[[ The data, beginning ]]

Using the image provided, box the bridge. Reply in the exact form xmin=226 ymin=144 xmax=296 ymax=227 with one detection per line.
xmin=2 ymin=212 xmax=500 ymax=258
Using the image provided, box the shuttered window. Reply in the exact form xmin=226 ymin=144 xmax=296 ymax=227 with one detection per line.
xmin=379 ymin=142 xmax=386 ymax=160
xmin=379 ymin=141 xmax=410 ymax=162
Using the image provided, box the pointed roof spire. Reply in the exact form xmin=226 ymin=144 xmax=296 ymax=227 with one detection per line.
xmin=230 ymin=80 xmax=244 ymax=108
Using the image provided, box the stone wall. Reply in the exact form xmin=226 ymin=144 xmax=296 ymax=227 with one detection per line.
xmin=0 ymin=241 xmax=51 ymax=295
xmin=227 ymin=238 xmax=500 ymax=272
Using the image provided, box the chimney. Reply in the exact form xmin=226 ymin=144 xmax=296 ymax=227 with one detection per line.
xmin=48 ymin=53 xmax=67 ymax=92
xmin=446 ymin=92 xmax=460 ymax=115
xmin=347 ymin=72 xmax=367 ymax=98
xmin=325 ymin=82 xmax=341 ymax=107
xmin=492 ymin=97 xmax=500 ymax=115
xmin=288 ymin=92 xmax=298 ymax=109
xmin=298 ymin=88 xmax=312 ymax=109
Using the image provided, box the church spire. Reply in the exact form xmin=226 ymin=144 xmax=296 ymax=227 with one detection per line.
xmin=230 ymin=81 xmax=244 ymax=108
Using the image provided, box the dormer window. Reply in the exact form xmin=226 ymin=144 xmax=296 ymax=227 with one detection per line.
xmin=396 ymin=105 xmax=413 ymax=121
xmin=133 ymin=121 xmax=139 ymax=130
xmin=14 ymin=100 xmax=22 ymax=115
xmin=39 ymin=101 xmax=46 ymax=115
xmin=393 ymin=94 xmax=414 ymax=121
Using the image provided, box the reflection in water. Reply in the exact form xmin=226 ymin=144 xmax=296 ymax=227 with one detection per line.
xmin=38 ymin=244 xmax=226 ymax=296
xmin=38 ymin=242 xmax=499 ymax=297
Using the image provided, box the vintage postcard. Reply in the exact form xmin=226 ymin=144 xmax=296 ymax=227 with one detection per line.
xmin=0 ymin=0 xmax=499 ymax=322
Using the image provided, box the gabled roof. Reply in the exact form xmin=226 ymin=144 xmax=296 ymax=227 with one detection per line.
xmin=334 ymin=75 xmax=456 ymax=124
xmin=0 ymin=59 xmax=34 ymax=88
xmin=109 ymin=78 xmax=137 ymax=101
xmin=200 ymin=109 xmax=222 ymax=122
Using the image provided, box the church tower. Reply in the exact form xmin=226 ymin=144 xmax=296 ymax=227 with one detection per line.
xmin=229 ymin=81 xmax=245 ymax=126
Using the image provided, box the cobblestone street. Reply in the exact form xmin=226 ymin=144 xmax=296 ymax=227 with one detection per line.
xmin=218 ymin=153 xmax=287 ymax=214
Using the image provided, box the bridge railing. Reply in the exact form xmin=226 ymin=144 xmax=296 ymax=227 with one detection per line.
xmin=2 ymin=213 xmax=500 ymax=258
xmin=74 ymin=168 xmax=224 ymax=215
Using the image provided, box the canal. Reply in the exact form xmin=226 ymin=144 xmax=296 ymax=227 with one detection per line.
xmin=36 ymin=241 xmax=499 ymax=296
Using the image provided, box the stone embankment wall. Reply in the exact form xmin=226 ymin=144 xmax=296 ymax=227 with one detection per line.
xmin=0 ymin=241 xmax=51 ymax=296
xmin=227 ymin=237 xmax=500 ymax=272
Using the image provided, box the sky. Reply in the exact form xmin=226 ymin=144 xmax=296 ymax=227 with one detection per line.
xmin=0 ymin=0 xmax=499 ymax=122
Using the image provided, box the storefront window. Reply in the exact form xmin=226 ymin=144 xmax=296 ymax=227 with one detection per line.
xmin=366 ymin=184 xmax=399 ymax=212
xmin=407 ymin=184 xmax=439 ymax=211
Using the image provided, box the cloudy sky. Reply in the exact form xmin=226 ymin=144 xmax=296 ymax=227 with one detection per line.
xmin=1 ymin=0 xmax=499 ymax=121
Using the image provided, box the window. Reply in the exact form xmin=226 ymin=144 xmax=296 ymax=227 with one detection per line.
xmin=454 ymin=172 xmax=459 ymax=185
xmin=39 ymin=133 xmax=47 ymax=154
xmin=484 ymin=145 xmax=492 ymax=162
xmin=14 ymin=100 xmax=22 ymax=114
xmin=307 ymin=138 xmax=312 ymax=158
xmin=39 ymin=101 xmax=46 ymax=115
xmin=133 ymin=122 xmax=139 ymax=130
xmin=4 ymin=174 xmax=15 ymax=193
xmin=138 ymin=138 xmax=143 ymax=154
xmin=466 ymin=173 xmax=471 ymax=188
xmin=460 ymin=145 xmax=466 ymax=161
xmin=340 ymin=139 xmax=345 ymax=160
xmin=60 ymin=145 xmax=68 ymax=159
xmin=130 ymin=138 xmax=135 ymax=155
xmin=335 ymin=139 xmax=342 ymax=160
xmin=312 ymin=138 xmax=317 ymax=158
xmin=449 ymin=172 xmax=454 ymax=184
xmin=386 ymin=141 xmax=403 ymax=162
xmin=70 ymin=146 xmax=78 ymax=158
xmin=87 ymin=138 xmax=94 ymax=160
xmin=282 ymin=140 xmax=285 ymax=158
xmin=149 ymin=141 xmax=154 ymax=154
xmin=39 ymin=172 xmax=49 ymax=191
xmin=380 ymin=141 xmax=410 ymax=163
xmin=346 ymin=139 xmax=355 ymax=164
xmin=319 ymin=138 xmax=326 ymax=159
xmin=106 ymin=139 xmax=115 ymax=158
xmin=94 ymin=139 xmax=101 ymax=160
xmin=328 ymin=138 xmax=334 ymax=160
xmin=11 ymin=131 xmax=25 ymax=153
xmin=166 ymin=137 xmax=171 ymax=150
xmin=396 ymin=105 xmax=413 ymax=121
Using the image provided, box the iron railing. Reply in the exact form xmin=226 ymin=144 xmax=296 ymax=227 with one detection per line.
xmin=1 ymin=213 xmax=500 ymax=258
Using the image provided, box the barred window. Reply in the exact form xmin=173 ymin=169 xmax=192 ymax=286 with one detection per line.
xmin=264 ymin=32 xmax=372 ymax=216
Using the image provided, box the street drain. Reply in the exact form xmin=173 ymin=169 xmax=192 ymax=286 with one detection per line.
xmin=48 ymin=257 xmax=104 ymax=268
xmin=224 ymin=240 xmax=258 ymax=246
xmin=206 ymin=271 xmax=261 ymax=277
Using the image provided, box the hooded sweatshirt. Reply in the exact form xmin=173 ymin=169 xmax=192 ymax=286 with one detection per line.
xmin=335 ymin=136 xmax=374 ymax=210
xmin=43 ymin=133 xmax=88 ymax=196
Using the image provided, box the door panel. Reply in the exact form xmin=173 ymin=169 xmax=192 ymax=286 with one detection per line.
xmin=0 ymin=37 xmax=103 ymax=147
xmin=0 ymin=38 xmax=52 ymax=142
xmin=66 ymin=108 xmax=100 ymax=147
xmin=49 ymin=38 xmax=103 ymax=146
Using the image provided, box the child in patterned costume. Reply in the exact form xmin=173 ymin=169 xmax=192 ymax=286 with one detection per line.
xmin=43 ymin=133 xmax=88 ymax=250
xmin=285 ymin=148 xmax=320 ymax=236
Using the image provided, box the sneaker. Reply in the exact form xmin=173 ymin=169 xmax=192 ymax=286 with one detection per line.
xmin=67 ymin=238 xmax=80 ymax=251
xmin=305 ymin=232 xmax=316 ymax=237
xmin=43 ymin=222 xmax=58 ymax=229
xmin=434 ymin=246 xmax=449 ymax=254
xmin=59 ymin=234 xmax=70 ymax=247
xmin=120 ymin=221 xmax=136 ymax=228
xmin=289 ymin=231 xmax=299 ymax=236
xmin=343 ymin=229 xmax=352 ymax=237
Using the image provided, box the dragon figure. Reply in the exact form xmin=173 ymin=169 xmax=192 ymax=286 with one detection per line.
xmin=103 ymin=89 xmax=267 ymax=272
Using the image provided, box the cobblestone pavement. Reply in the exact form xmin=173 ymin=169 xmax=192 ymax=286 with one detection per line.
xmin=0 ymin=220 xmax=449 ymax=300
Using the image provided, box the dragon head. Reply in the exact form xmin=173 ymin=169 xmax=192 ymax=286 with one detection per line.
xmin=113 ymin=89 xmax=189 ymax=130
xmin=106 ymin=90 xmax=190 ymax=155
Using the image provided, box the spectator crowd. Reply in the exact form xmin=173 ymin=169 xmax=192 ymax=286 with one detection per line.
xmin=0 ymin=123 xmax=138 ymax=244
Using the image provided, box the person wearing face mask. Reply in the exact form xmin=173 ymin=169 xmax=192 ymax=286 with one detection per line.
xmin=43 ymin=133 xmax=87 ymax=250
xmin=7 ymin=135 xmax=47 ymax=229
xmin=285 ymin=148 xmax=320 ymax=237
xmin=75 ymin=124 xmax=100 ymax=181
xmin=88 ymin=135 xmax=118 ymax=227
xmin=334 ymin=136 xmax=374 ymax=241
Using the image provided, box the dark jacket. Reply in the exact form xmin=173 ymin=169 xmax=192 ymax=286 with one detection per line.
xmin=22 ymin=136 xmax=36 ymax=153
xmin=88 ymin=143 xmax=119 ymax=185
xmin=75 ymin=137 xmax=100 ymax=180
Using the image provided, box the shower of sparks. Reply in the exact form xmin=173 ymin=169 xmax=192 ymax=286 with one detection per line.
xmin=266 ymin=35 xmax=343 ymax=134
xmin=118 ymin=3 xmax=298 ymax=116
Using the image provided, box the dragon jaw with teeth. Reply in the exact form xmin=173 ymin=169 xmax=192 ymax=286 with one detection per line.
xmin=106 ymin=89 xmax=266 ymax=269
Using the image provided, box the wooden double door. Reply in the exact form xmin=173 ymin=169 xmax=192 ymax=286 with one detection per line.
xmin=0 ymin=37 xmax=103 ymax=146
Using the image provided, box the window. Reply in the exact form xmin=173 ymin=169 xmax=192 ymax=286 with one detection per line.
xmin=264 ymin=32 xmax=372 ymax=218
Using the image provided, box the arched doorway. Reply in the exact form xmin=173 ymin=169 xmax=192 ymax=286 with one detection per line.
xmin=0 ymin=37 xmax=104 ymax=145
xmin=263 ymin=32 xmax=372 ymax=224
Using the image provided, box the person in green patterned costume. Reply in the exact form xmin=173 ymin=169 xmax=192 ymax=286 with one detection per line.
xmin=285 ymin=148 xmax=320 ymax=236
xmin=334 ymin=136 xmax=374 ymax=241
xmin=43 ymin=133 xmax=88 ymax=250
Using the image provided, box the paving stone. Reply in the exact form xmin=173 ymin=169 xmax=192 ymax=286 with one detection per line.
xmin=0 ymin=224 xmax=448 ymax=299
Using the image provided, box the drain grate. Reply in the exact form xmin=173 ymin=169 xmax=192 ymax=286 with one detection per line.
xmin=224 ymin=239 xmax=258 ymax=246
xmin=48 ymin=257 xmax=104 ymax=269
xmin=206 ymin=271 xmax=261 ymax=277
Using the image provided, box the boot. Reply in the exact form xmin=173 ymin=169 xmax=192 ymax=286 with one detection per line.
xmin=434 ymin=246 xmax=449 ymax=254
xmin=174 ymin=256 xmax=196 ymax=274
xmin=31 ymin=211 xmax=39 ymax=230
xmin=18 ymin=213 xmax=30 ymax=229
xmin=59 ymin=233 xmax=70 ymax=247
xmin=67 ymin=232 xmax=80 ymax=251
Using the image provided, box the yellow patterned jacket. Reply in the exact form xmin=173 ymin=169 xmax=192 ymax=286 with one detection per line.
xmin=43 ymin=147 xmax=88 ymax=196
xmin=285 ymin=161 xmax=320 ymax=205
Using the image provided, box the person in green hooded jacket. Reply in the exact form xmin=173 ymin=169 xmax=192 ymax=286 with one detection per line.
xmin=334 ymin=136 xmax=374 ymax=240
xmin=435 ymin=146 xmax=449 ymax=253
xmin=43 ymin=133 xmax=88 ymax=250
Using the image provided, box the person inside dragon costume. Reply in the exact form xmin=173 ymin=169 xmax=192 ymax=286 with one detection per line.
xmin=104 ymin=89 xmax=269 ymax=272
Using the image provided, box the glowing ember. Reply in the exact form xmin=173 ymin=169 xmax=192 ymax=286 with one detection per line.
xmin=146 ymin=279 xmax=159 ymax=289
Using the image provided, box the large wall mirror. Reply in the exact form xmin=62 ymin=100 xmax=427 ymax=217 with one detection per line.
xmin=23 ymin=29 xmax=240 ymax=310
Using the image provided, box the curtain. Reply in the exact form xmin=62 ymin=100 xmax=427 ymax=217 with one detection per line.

[[ The data, end ]]

• **Problem requirements**
Lines before the one containing "Using the image provided, box the large" are not wanted; please set down that line and every line after it through the end of the material, exactly.

• **Answer for the task**
Using the image provided, box the large wall mirror. Reply in the exact form xmin=62 ymin=100 xmax=427 ymax=217 with one detection per line.
xmin=23 ymin=29 xmax=240 ymax=310
Using the image provided, box the curtain. Reply in the exact form xmin=62 ymin=100 xmax=427 ymax=217 with one detection per line.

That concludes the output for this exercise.